*Aim:* Reproduce each line of the material exactly, minus any picture.

*Supplied records:*
'''

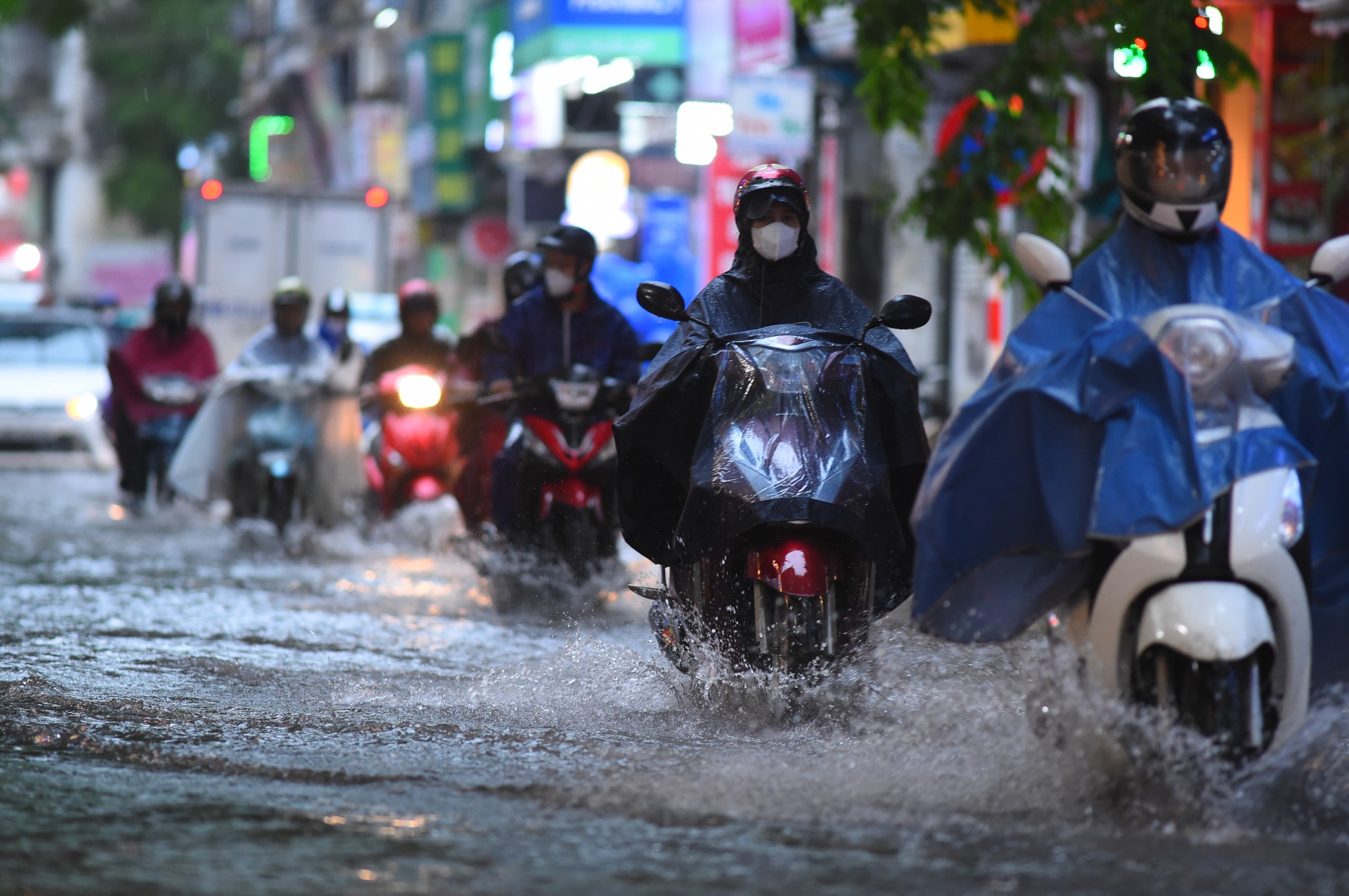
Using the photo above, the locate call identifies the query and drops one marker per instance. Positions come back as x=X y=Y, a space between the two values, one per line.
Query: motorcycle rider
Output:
x=1041 y=448
x=418 y=308
x=211 y=451
x=483 y=428
x=775 y=280
x=170 y=344
x=348 y=361
x=552 y=327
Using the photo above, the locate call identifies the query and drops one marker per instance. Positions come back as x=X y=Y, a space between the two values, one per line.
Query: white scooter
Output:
x=1209 y=623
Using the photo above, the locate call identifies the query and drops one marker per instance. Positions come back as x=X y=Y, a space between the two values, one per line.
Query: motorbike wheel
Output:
x=1228 y=702
x=578 y=537
x=281 y=501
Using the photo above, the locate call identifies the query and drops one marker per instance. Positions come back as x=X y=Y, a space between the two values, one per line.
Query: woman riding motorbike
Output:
x=143 y=421
x=775 y=281
x=1082 y=436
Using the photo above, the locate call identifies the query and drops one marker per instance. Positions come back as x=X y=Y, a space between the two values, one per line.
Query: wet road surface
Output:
x=188 y=707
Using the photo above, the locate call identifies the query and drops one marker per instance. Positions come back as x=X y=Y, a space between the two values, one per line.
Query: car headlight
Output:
x=83 y=407
x=1292 y=520
x=1203 y=349
x=418 y=392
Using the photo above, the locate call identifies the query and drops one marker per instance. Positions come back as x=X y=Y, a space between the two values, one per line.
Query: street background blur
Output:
x=363 y=142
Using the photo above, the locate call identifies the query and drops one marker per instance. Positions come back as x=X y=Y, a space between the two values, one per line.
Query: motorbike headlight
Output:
x=418 y=392
x=574 y=396
x=1201 y=349
x=536 y=446
x=83 y=407
x=1292 y=520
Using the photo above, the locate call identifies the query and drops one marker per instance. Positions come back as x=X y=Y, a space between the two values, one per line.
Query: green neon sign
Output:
x=262 y=130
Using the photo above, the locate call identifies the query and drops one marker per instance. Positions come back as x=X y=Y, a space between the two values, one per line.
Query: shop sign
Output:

'''

*Written reply:*
Using the photo above, the locate call identifies the query and drops one marker per instance. Positions come back as x=X y=Y, a space between the two values, one per line.
Query: motorcycle rider
Output:
x=1041 y=448
x=418 y=308
x=211 y=451
x=483 y=428
x=775 y=280
x=170 y=344
x=348 y=361
x=552 y=327
Using the photo above, the locate call identifies the query and drops one marker per instance. Positions come back as x=X y=Y, a space between the two values, one per line.
Query: white scooter
Output:
x=1209 y=623
Using the photo above, the locate call identifies the query and drops one marker per instance. Positions come back as x=X y=Y, a space between the two values, one per line.
Query: motorbike wheel
Output:
x=1228 y=702
x=578 y=537
x=281 y=501
Using the photo above, the locate call identifies the query and drops one marker per instance. Positions come back as x=X y=Y, a space between the two values, one per line.
Query: woman riding motorbike
Output:
x=143 y=421
x=775 y=281
x=1082 y=436
Using the photo above, the locate call identifies the query and drops one marker per instance. Positions come back as x=X y=Y, a space between the two values, one per line.
Query: wet road surface
Output:
x=188 y=707
Using the photo above, the locate call identifies the query and drops one marker per instance. Positions come back as x=X y=Y, a space between the two values, one per line.
Query: car headlight
Output:
x=83 y=407
x=1292 y=520
x=1203 y=349
x=418 y=392
Using the photo above, the locate call identifies the query and drops one marker per instance. Positions come back as x=X y=Y, a space between the two values, one per line.
Query: street background blur
Output:
x=363 y=142
Using the photo above, the locate call identifies the query and drops one marker per instance. Positions come back as x=X y=Y, a space between the two values, one per line.
Query: motorbike headlight
Output:
x=418 y=392
x=574 y=396
x=1201 y=349
x=536 y=446
x=83 y=407
x=1292 y=520
Using the photo above, the locate call identifies the query and drops one marker per instance. Positions come back as x=X y=Y, a space between the two values, one per line.
Query: green neon sign
Output:
x=262 y=130
Using the photo above, the locate call identifies the query and drops one marker per instance. Positions come back as x=X y=Y, a space between the two values, one per line.
Query: shop sign
Output:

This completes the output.